## Begin Information shown
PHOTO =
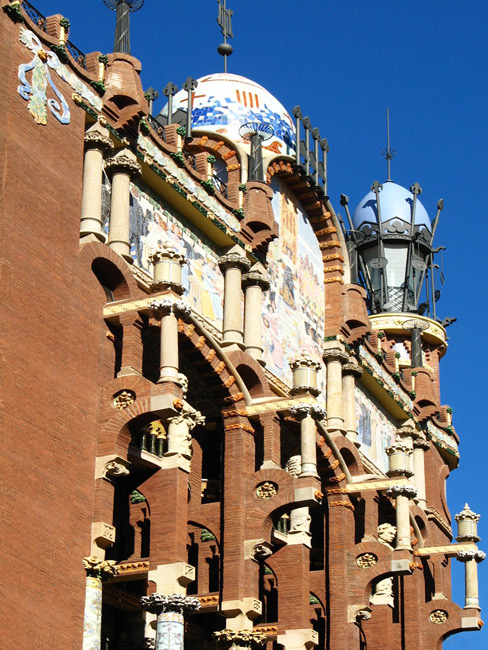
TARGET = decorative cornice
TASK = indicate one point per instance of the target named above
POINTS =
(256, 279)
(123, 164)
(234, 260)
(157, 603)
(402, 490)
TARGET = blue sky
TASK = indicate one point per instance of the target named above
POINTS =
(344, 63)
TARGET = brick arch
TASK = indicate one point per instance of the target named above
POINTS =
(224, 150)
(93, 251)
(114, 437)
(320, 218)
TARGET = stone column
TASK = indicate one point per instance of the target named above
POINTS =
(167, 264)
(96, 571)
(97, 145)
(233, 264)
(255, 283)
(166, 309)
(350, 371)
(420, 446)
(471, 560)
(239, 639)
(307, 414)
(402, 494)
(299, 528)
(122, 168)
(179, 433)
(170, 610)
(334, 357)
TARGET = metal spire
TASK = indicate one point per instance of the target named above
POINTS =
## End Information shown
_Objective_
Reproduce the material above with "indicate" replaced by "mark" wherever it occurs and everything else left as it stands. Omit the pictures from your answer.

_Correct answer_
PHOTO =
TARGET = decorative cornice
TASK = mark one point per instance of the target named above
POINTS =
(256, 279)
(123, 164)
(234, 260)
(157, 603)
(402, 490)
TARGET = blue sky
TASK = mark one point per instance of the target named above
POINTS =
(344, 63)
TARGET = brick arch
TASK = mark one point per instance of the target named above
POINTS =
(224, 150)
(93, 251)
(114, 437)
(320, 218)
TARGET = stone column
TASK = mark one point per instance of the target named above
POINTS =
(167, 264)
(96, 571)
(97, 145)
(233, 264)
(255, 283)
(166, 309)
(350, 371)
(420, 446)
(471, 560)
(239, 639)
(307, 414)
(402, 494)
(299, 528)
(122, 168)
(179, 433)
(170, 610)
(334, 357)
TARGET = metal spire
TASK = mark one point per instance of the target named above
POINTS =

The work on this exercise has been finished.